| Exercises to complete |
(1) Echo word for word the stretch of the article on the Trinity and logic from "These three principles are" through "any supernatural agency.".
(2) Does the article on the Trinity and logic agree with each statement below? Answer yes or no for each, and quote the deciding words of the article. (a) Aristotle is generally credited with codifying the three laws. (b) The three laws can be argued for directly. (c) The second proposed source treats logic as an incorporeal element in the universe.

---------- Page extract ----------

Thursday, December 19, 2013

The Trinity as the Foundation of Logic

by Justin Wishart

Many philosophers have written about and contemplated the subject of logic. Questions such as ‘what is it?’ and ‘where did it come from?’ have occupied the minds of philosophers, as well as the pages of many of the books they have written. In this article, I hope to add some of my own thoughts to this ongoing discussion. I will be presenting my reasons for thinking that the Christian doctrine of the Trinity offers a cogent explanation of, and source for, logic.

At the root of most philosophical systems[i] are what have become known as the Laws of Thought. In ancient Greece, Aristotle is generally credited with codifying these three laws. Philosophers generally accept that thinking would simply be impossible without these three principles.[ii] These three laws are:                                                                                       

Law
Formal Statement
Example
Law of Identity
A = A
A cat is a cat
Law of Non-contradiction
A ≠ not A
A cat is not a cloud
Law of Excluded Middle
Either A or not A
Either this is a cat, or it’s not a cat


These three principles are considered to be true axiomatically, meaning that one cannot really argue for them but must argue with and from them. Simply put, thought and speech could not be possible if these laws were denied or were not true. But where did these laws come from? Do they reflect reality? First, we will do a brief survey of some possible answers to the source question, and evaluate whether we could rely on these sources to make logic reliable.[iii]

Two Possible Naturalistic/Atheistic Sources

1. Logic was formed at the Big Bang. This proposal suggests that logic was somehow formed during the naturalistic origin of our universe, that during the formation of matter and energy, the incorporeal element of logic was also formed without any activity from any supernatural agency.

This view suffers from some major limitations. First, it seems to be at odds with the idea that matter and/or energy is all that exists, which is what Naturalism proposes. But these very laws exclude the possibility! For, if everything is corporeal, then nothing is incorporeal. Yet, logic is incorporeal.

 Second, this makes Naturalism much less likely. The odds of the Big Bang producing a physical universe as precisely balanced as ours are tremendously small. Add to this the odds of the Big Bang’s producing nonphysical elements such as properly functioning logic, and the odds become even smaller.

Third, there does not seem to be any proposed mechanism or possible source for an event like this. How can we evaluate such a proposal?

2. Logic was developed as human’s brains developed. This proposal suggests that logic isn’t an incorporeal element in the universe, but is only found within the mind/brain. As our brains developed, so did our logical capacity.

---------- Provided material ----------

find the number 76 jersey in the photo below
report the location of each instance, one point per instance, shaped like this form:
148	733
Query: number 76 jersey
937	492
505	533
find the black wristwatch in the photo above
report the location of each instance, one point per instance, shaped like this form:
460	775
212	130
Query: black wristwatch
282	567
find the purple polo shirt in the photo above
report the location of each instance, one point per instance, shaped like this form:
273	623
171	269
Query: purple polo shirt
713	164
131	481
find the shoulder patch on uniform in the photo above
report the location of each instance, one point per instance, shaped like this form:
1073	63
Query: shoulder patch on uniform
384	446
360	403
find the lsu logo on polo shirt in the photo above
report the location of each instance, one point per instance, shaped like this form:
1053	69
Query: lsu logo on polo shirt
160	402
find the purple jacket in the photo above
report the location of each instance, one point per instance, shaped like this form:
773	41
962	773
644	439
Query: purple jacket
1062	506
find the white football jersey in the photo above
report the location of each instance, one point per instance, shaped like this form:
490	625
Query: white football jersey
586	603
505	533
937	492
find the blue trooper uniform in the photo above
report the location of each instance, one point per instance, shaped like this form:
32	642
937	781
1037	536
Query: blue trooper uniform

----------
---------- Provided material ----------

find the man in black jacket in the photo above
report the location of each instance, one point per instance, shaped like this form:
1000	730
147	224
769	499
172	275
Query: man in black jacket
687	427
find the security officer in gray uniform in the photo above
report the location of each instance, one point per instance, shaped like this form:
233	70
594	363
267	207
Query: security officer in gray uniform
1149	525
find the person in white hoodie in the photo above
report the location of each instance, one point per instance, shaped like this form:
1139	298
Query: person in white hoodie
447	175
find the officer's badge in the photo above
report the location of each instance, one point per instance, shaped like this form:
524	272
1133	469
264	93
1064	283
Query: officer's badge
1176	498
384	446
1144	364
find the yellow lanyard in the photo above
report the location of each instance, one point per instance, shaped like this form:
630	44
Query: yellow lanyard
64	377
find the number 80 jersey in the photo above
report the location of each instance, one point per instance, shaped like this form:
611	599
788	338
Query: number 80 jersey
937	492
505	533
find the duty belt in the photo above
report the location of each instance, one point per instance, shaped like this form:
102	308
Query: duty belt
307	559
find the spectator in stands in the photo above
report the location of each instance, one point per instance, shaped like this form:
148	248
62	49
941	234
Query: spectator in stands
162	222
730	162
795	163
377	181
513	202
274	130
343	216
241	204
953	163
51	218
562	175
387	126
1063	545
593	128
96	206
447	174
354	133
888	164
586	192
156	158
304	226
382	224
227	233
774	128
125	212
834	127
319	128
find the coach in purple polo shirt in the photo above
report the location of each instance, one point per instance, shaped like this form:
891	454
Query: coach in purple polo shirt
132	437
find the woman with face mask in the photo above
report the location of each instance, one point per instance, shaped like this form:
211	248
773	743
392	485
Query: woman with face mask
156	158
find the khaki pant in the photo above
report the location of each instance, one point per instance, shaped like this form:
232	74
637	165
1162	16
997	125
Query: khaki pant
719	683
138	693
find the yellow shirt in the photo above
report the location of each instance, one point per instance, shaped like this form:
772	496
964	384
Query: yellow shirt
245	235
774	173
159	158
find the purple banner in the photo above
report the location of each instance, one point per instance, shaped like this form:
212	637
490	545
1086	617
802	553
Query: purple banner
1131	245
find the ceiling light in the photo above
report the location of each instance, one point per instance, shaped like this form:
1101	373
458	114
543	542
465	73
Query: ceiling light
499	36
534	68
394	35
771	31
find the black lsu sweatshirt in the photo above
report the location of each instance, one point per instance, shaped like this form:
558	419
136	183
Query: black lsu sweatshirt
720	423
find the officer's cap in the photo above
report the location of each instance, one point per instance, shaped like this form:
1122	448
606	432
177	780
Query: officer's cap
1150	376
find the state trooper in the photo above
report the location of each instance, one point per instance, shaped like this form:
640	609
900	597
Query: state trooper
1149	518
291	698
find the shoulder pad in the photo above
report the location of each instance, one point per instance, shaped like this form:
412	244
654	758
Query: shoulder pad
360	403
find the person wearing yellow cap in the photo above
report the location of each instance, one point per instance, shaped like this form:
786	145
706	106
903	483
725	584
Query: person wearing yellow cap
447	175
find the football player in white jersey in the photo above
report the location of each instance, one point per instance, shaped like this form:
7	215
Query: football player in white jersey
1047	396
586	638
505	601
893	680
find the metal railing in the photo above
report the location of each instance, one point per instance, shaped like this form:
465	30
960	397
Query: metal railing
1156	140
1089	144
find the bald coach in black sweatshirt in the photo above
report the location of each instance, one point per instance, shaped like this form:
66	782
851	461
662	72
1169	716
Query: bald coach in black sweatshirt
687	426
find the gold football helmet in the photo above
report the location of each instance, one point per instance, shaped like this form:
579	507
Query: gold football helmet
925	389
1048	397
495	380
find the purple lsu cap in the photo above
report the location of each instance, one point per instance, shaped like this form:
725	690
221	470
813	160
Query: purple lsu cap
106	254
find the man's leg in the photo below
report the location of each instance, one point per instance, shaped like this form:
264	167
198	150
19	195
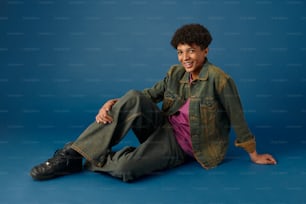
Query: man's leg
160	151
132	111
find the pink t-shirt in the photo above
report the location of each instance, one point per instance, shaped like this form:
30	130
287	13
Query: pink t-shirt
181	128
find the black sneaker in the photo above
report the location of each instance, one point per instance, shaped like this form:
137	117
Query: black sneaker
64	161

----------

| Outputs by task |
(1)
These three principles are considered to be true axiomatically, meaning that one cannot really argue for them but must argue with and from them. Simply put, thought and speech could not be possible if these laws were denied or were not true. But where did these laws come from? Do they reflect reality? First, we will do a brief survey of some possible answers to the source question, and evaluate whether we could rely on these sources to make logic reliable.[iii]

Two Possible Naturalistic/Atheistic Sources

1. Logic was formed at the Big Bang. This proposal suggests that logic was somehow formed during the naturalistic origin of our universe, that during the formation of matter and energy, the incorporeal element of logic was also formed without any activity from any supernatural agency.

(2)
(a) Yes: "In ancient Greece, Aristotle is generally credited with codifying these three laws."
(b) No: "one cannot really argue for them but must argue with and from them."
(c) No: "logic isn’t an incorporeal element in the universe, but is only found within the mind/brain."